▸ Supplied data:

[Start]

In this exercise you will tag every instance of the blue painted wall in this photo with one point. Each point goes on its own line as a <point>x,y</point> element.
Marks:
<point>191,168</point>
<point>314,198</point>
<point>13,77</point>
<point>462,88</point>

[End]

▸ Aim:
Rewrite the listing with "blue painted wall" replaced by "blue wall", leaving everything else the same.

▸ Completed task:
In this exercise you will tag every instance of the blue wall in this photo with one point. Each point goes on its own line as a <point>x,y</point> element.
Marks:
<point>191,168</point>
<point>314,198</point>
<point>13,77</point>
<point>462,88</point>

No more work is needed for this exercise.